- **Task requirements**
Word for word, copy out the data below, omitting pictures.

- **Records provided**
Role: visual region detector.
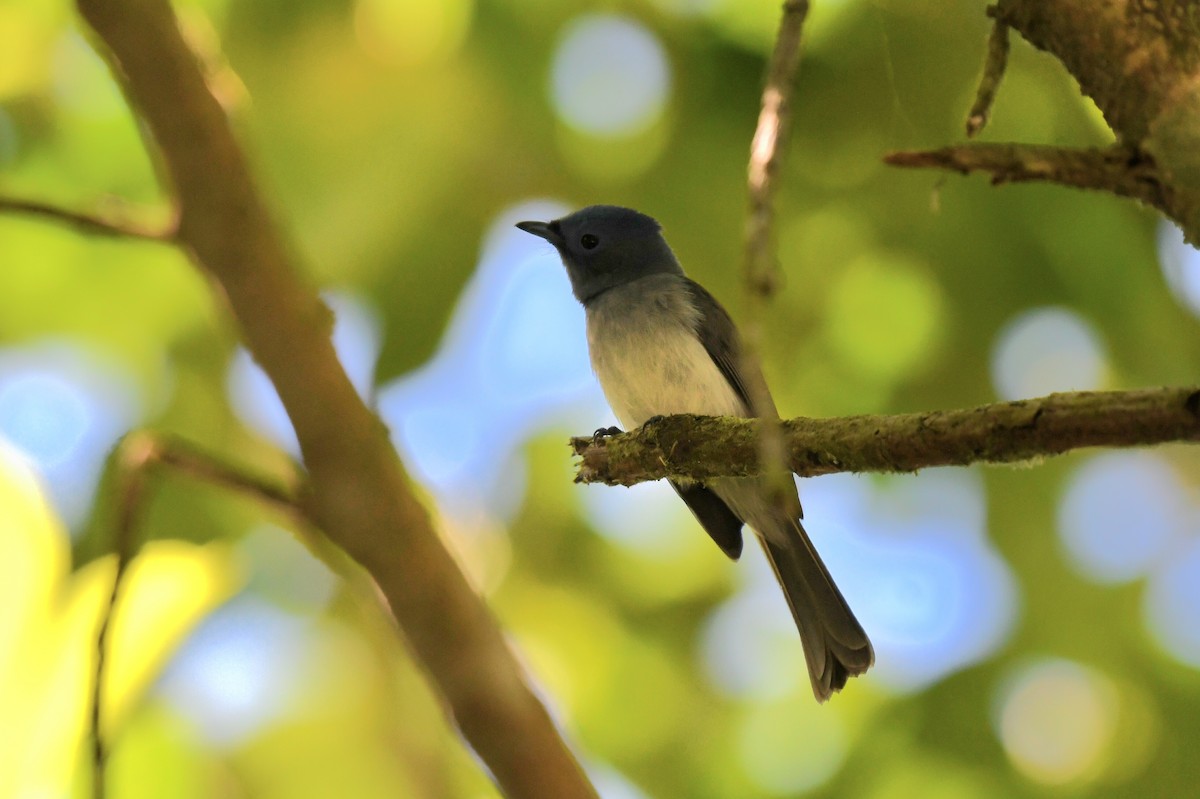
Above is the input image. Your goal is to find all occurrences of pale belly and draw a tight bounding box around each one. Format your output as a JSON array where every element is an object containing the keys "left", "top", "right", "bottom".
[
  {"left": 585, "top": 289, "right": 745, "bottom": 429},
  {"left": 584, "top": 276, "right": 802, "bottom": 540}
]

- **Task solution**
Role: visual region detector.
Above is the input image. Your goal is to find all occurrences of pale belly and draw a tight bounding box around each one. Format your output as a JSON array where every element is an object containing the keys "left", "top", "right", "bottom".
[
  {"left": 585, "top": 289, "right": 745, "bottom": 429},
  {"left": 584, "top": 276, "right": 802, "bottom": 540}
]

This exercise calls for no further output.